* start Information given *

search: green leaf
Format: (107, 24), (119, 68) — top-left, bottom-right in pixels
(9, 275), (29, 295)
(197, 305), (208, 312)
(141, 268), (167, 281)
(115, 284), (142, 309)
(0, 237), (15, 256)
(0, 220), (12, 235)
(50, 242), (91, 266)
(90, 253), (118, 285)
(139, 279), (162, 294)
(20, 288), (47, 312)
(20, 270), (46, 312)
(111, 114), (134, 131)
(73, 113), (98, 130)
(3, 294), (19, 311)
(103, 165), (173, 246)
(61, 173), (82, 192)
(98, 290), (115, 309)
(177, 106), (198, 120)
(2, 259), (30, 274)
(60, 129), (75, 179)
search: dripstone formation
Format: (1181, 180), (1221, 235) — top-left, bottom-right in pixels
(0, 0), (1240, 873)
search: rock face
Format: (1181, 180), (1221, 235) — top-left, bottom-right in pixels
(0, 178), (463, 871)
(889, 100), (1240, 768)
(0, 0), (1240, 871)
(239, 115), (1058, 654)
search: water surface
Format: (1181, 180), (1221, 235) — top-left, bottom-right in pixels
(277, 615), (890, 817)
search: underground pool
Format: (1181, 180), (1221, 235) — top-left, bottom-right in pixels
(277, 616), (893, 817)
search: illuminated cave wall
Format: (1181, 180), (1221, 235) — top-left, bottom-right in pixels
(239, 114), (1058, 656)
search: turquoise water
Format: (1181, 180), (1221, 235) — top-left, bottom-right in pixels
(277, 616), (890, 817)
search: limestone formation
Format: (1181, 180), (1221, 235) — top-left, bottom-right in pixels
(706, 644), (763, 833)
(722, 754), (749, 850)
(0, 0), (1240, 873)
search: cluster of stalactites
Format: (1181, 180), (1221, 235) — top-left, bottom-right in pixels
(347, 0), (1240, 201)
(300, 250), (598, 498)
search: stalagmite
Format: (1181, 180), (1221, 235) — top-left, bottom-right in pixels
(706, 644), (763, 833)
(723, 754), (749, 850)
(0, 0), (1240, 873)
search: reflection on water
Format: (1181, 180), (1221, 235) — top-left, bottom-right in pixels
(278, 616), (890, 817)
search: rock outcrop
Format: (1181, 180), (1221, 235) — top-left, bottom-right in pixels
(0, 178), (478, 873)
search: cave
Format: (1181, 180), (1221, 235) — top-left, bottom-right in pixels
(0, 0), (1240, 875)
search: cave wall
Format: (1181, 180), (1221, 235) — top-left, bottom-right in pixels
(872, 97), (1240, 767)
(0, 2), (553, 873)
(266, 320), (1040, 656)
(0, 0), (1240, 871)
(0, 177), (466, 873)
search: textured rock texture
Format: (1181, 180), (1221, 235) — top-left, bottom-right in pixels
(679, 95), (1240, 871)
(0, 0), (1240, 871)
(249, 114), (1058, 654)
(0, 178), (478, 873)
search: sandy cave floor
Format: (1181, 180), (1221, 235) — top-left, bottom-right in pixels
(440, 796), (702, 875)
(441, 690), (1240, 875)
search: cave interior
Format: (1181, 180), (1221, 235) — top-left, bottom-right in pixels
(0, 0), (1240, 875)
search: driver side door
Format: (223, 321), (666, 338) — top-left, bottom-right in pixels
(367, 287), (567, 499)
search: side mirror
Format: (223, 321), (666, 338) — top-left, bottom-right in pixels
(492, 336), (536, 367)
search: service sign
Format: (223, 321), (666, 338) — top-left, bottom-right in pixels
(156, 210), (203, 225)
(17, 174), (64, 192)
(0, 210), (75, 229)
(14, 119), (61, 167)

* end Information given *

Copy the material from the line with "search: side mirror" through the end of it, with "search" changed to "find" and nothing else altered. Give only those lines.

find: side mirror
Format: (223, 321), (666, 338) — top-left, bottom-right in pixels
(492, 336), (536, 367)
find: service sign
Format: (223, 321), (666, 338) — top-left, bottom-right in pixels
(156, 210), (203, 225)
(17, 174), (64, 192)
(0, 210), (75, 229)
(14, 119), (61, 167)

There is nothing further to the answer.